To do |
Please switch "leather jacket" to "leather coat" in the lines between the one holding "mark the region of the man" and the end of the records, inclusive, and give only those lines with nothing else altered.

Task input |
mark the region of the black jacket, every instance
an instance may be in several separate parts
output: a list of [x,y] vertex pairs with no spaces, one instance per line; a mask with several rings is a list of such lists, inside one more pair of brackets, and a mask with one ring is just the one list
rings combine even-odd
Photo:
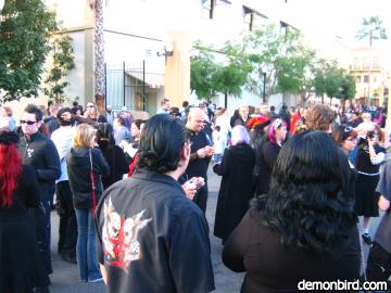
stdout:
[[75,208],[92,207],[90,153],[92,156],[93,178],[97,187],[97,203],[103,191],[101,176],[109,176],[110,174],[110,167],[99,149],[72,148],[66,155],[66,167]]
[[23,164],[30,165],[36,171],[41,199],[47,196],[49,187],[61,176],[60,157],[54,143],[42,133],[36,132],[29,140],[22,137],[20,151],[23,154]]
[[257,195],[268,192],[272,170],[280,150],[281,146],[272,143],[268,138],[256,149],[255,192]]
[[204,214],[172,177],[136,170],[97,209],[98,260],[110,293],[214,290]]
[[223,176],[218,191],[214,234],[226,240],[240,222],[253,198],[252,179],[255,154],[249,144],[226,150],[222,164],[213,170]]
[[[191,153],[195,153],[198,150],[210,145],[210,141],[207,139],[206,132],[204,130],[200,132],[194,132],[189,130],[190,141],[191,141]],[[206,174],[207,174],[207,167],[209,163],[211,162],[211,157],[206,156],[204,158],[195,158],[193,161],[189,162],[189,165],[186,169],[186,176],[187,178],[191,177],[203,177],[206,181]]]
[[118,145],[101,148],[102,154],[110,166],[110,175],[102,176],[103,188],[108,189],[111,184],[123,179],[123,175],[129,171],[123,149]]

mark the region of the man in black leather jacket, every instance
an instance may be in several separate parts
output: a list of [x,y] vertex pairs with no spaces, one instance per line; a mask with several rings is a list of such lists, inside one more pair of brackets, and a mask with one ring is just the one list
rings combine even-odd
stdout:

Expected answer |
mark the region of the man in black leather coat, every instance
an instance may be in several separate parts
output: a list of [x,y] vertex pairs with no spaces, one instance per line; a mask with several rings is a list of such lists, inside one more pair of brackets, and a mask with one ring is just the one list
rings combine even-odd
stdout:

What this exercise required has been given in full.